## Exercise prompt
Return every line of the material below unchanged, character for character.

## Entries shown
========

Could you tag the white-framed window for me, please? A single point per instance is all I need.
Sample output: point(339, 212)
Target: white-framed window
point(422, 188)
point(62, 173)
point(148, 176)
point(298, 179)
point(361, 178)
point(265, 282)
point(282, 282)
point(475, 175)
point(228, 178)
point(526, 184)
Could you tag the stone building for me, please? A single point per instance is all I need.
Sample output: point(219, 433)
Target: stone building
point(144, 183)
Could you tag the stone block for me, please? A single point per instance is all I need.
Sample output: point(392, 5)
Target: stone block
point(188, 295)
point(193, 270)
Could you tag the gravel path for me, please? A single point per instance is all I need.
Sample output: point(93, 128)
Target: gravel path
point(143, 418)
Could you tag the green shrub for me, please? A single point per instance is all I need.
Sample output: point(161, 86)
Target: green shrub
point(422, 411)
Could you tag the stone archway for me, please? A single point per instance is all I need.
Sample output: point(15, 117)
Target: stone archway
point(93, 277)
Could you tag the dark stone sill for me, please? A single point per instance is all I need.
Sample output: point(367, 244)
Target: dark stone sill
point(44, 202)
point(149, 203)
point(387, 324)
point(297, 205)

========

## Exercise answer
Could you tag the white-framed window for me, please? A single point per instance is all I need.
Sample output: point(339, 212)
Target: white-framed window
point(422, 188)
point(62, 173)
point(148, 176)
point(298, 179)
point(361, 178)
point(265, 282)
point(282, 282)
point(475, 175)
point(228, 178)
point(526, 184)
Could you tag the stone building for me, please? A single point per instance is all I need.
Sample output: point(219, 433)
Target: stone building
point(144, 183)
Could you tag the stone block for me, please? A single point per instance is all I need.
Sample output: point(392, 5)
Target: stone block
point(188, 295)
point(193, 270)
Could you tag the gravel path for me, please? A single point per instance is all I need.
Sample output: point(93, 128)
Target: gravel path
point(143, 418)
Could you tag the green shrub for me, please? A single point per instance is all I need.
Sample output: point(161, 86)
Target: green shrub
point(422, 411)
Could you tag the stone archway for me, please? A single point per instance is all I need.
Sample output: point(15, 117)
Target: stone archway
point(93, 277)
Could you tag the dark stone sill for me, please? A single point per instance is all I need.
Sample output: point(367, 244)
Target: dark stone sill
point(44, 202)
point(149, 203)
point(387, 324)
point(297, 205)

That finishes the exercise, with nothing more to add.